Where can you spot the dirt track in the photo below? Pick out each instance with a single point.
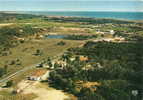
(42, 92)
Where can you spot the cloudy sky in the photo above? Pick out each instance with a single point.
(72, 5)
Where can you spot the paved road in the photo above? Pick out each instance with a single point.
(17, 73)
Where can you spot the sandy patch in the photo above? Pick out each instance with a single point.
(42, 92)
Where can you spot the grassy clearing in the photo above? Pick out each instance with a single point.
(25, 51)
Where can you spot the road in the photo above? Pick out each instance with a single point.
(17, 73)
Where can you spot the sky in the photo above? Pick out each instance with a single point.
(72, 5)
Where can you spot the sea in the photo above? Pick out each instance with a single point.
(92, 14)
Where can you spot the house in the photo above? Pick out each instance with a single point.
(83, 58)
(38, 75)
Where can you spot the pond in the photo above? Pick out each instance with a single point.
(55, 36)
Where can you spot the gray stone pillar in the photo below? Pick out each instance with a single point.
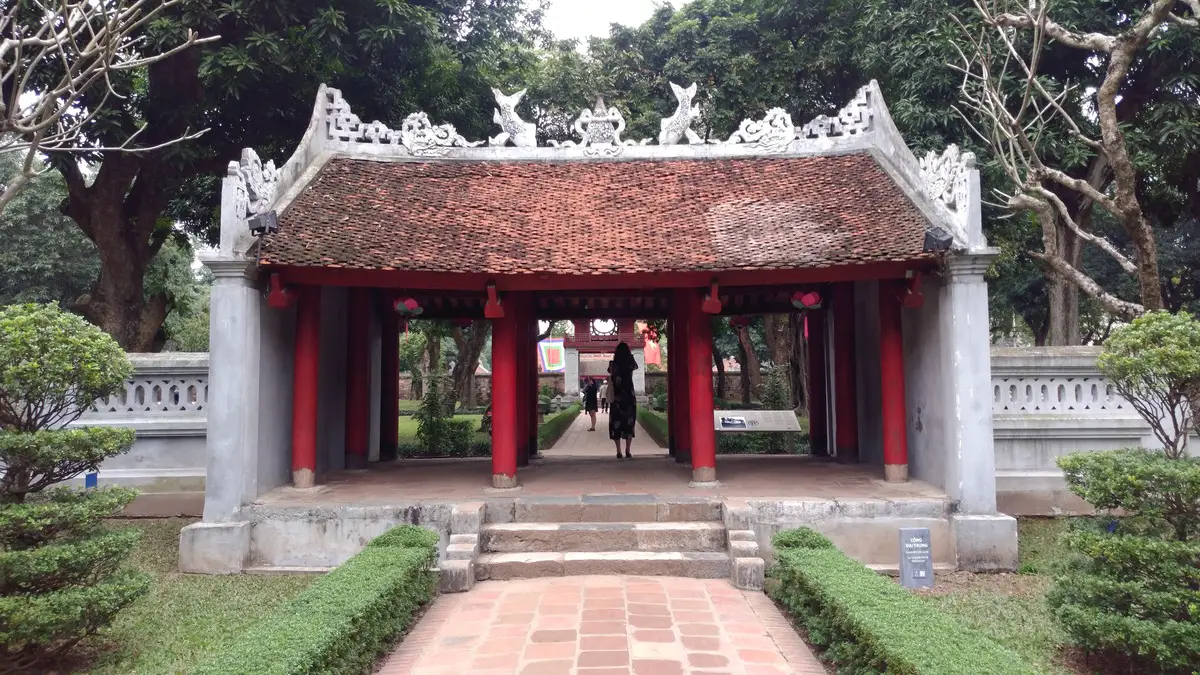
(233, 414)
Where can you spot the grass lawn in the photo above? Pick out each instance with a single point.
(184, 617)
(1011, 608)
(408, 428)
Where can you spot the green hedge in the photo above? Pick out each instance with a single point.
(555, 425)
(655, 425)
(345, 621)
(869, 623)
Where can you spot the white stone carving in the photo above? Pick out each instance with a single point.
(599, 131)
(513, 127)
(424, 139)
(1063, 395)
(678, 126)
(946, 177)
(773, 133)
(851, 120)
(256, 184)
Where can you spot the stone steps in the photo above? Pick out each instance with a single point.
(697, 565)
(595, 537)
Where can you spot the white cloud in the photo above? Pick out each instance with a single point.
(585, 18)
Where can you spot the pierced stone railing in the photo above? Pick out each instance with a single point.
(167, 384)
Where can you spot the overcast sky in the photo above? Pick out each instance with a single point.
(585, 18)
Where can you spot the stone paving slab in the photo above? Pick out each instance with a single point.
(601, 626)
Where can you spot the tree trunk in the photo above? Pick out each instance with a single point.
(751, 370)
(471, 346)
(1063, 329)
(720, 371)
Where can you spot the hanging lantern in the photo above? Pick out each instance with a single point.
(807, 300)
(408, 306)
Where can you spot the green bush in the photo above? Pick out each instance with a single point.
(868, 623)
(1133, 583)
(61, 575)
(346, 620)
(801, 538)
(1155, 363)
(553, 426)
(655, 425)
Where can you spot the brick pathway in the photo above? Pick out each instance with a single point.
(577, 441)
(604, 626)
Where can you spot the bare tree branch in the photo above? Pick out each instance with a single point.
(53, 53)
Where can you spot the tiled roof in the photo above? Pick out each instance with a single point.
(598, 217)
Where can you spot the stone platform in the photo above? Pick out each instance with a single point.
(563, 502)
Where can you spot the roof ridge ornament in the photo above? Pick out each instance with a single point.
(424, 139)
(513, 127)
(946, 179)
(774, 132)
(599, 131)
(678, 126)
(853, 119)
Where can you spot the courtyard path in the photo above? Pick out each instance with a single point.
(577, 441)
(603, 626)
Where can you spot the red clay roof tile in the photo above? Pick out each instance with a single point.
(599, 217)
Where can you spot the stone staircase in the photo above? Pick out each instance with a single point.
(601, 535)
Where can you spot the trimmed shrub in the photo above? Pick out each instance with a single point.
(347, 619)
(553, 426)
(61, 575)
(868, 623)
(407, 537)
(655, 425)
(801, 538)
(1133, 585)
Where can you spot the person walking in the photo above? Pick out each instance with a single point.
(623, 408)
(591, 393)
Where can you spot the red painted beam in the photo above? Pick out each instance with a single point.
(473, 281)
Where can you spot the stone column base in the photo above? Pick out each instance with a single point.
(985, 543)
(303, 478)
(214, 548)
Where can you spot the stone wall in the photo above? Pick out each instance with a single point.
(1045, 402)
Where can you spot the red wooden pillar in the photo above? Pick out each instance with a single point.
(845, 387)
(679, 303)
(504, 399)
(358, 378)
(817, 431)
(895, 428)
(389, 388)
(305, 387)
(700, 393)
(672, 390)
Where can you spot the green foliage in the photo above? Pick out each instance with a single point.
(552, 428)
(53, 365)
(655, 425)
(407, 537)
(801, 538)
(1155, 363)
(1133, 583)
(346, 620)
(868, 623)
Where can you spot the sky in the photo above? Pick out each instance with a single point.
(585, 18)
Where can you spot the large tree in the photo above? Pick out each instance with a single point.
(256, 88)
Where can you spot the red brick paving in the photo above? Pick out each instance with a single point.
(700, 626)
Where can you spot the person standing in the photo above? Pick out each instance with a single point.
(623, 408)
(591, 393)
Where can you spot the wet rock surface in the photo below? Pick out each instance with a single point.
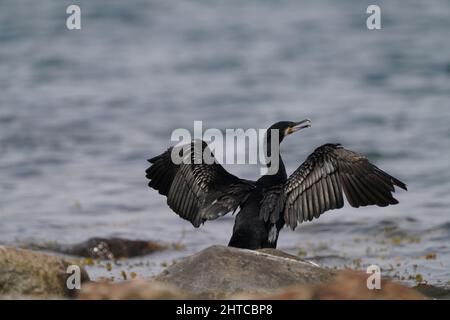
(132, 290)
(106, 248)
(218, 272)
(34, 274)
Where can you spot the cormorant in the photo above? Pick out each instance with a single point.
(200, 192)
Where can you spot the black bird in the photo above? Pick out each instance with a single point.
(198, 191)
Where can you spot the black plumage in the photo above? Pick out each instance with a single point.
(198, 191)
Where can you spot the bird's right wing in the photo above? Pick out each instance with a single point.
(197, 191)
(319, 183)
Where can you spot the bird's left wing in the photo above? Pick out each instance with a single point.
(195, 190)
(319, 183)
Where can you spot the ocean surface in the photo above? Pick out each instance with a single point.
(81, 111)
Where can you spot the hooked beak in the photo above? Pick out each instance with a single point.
(299, 126)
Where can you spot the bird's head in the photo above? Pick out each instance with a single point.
(286, 128)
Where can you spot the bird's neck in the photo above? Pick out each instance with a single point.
(276, 173)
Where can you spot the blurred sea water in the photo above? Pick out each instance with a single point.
(81, 111)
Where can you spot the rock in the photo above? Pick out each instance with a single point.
(105, 248)
(433, 292)
(131, 290)
(114, 248)
(34, 274)
(347, 285)
(219, 271)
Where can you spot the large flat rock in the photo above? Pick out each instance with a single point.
(25, 273)
(219, 271)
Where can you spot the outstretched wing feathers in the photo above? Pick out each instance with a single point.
(195, 190)
(319, 183)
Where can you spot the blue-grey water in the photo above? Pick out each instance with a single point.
(81, 111)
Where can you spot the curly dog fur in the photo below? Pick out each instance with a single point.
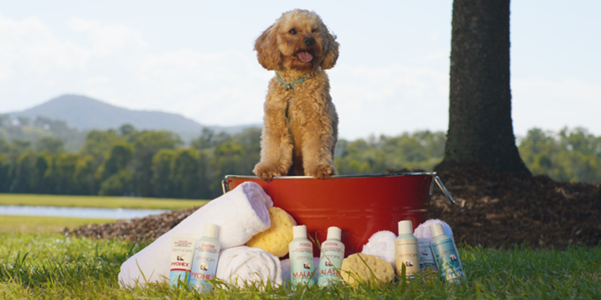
(300, 126)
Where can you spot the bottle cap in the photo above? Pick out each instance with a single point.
(405, 227)
(211, 230)
(436, 229)
(334, 233)
(299, 231)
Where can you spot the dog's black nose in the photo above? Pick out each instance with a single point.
(309, 41)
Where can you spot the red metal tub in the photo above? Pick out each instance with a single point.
(360, 205)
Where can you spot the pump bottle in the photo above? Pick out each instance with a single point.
(206, 257)
(301, 258)
(447, 258)
(406, 251)
(330, 262)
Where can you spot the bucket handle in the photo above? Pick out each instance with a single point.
(444, 189)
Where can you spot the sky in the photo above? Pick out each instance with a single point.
(196, 58)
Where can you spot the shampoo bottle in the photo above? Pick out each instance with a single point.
(446, 255)
(406, 251)
(427, 260)
(206, 256)
(330, 262)
(301, 258)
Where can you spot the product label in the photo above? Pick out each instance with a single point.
(330, 262)
(181, 259)
(204, 266)
(427, 260)
(407, 255)
(301, 263)
(447, 259)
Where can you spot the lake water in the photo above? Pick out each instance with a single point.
(78, 212)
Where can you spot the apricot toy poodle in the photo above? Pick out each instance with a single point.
(300, 126)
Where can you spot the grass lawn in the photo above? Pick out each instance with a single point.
(50, 266)
(97, 201)
(39, 224)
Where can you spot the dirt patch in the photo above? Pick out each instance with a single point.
(493, 210)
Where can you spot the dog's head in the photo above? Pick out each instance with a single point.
(299, 41)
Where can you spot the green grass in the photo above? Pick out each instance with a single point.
(45, 266)
(39, 224)
(97, 201)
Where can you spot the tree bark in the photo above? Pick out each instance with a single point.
(480, 125)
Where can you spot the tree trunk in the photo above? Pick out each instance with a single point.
(480, 126)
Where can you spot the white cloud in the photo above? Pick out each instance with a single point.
(389, 100)
(115, 64)
(548, 104)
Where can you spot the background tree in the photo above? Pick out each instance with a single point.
(146, 145)
(117, 159)
(185, 173)
(63, 173)
(162, 183)
(49, 144)
(5, 173)
(41, 182)
(84, 178)
(480, 126)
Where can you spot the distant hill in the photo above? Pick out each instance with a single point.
(85, 113)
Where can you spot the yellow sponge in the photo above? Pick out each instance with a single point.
(276, 238)
(356, 269)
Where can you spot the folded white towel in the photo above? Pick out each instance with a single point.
(381, 244)
(240, 214)
(243, 266)
(286, 269)
(423, 230)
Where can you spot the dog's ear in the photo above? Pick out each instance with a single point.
(330, 50)
(267, 49)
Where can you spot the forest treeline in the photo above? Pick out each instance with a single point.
(129, 162)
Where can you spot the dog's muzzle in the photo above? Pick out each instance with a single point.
(309, 41)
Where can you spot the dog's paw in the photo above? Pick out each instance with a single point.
(266, 171)
(321, 171)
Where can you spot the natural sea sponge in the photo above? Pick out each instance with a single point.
(276, 238)
(356, 269)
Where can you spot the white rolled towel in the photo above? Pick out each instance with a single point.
(423, 230)
(381, 244)
(240, 214)
(243, 266)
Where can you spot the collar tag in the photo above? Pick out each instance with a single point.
(291, 84)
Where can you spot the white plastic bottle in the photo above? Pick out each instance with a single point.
(406, 251)
(330, 262)
(446, 255)
(427, 260)
(206, 257)
(301, 258)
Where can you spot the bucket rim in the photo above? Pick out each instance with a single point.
(338, 176)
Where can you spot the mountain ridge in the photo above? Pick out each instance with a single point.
(86, 113)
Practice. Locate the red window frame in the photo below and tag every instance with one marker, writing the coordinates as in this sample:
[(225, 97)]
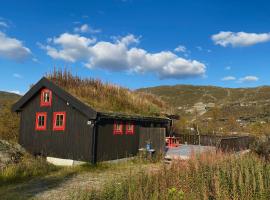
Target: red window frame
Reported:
[(44, 127), (129, 131), (59, 128), (117, 131), (42, 102)]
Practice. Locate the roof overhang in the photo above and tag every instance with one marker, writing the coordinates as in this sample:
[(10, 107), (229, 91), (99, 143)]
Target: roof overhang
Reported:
[(45, 83)]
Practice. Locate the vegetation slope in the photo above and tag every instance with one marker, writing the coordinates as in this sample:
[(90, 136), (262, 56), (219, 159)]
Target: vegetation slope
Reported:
[(108, 97), (9, 122), (231, 109)]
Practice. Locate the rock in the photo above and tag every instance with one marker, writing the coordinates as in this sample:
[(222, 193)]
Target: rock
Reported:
[(10, 153)]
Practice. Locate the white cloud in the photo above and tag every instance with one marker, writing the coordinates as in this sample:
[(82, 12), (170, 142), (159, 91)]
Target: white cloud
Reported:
[(12, 48), (248, 79), (228, 68), (16, 75), (239, 39), (86, 29), (122, 55), (199, 48), (180, 48), (228, 78)]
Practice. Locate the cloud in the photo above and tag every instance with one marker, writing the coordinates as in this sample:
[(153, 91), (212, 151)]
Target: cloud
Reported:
[(239, 39), (180, 48), (121, 55), (228, 78), (248, 79), (12, 48), (16, 75), (86, 29)]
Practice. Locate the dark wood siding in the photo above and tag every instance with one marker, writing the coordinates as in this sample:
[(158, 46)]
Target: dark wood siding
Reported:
[(110, 146), (156, 137), (73, 143)]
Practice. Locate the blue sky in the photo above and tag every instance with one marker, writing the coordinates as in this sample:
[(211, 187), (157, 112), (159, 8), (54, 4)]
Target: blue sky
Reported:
[(136, 43)]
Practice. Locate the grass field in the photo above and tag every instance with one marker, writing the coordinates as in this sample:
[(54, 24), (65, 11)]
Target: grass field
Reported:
[(209, 176), (206, 177)]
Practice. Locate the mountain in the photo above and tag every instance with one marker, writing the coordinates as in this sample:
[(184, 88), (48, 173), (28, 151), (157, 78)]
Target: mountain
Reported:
[(8, 96), (107, 97)]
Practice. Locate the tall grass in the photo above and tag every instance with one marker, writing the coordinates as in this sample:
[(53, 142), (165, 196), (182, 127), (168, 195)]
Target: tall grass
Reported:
[(205, 177), (27, 168), (107, 97)]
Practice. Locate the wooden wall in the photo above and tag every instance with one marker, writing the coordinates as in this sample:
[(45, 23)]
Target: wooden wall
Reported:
[(73, 143), (110, 146)]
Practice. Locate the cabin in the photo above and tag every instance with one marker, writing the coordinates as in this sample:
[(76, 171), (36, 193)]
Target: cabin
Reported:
[(54, 123)]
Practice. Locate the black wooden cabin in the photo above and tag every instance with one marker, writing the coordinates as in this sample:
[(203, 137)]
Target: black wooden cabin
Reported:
[(54, 123)]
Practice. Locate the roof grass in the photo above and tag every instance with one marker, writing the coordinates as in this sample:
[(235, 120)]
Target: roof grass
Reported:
[(106, 97)]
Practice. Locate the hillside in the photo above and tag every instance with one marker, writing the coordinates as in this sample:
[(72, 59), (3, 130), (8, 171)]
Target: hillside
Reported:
[(108, 97), (9, 122), (243, 108)]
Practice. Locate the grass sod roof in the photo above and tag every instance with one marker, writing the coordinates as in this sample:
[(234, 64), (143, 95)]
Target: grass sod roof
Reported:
[(108, 98)]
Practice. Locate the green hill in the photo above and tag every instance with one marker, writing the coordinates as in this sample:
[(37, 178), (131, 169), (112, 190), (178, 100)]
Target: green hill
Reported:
[(107, 97)]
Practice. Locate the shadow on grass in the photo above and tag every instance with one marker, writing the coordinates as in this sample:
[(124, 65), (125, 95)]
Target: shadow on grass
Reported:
[(34, 187)]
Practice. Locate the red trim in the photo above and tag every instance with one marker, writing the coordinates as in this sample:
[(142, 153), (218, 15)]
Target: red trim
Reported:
[(59, 128), (129, 131), (41, 128), (117, 131), (42, 103)]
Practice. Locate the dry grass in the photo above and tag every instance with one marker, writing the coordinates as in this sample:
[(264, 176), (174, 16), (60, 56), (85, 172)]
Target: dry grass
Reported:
[(205, 177), (108, 97)]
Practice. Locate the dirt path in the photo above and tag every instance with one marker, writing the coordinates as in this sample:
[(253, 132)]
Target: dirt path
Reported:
[(60, 185)]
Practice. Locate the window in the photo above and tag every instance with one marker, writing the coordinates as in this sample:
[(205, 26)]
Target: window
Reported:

○ ○ ○ ○ ○ ○ ○

Instructions to follow
Using the material, count every line where the word "field" appears and give only the number.

Expected answer
2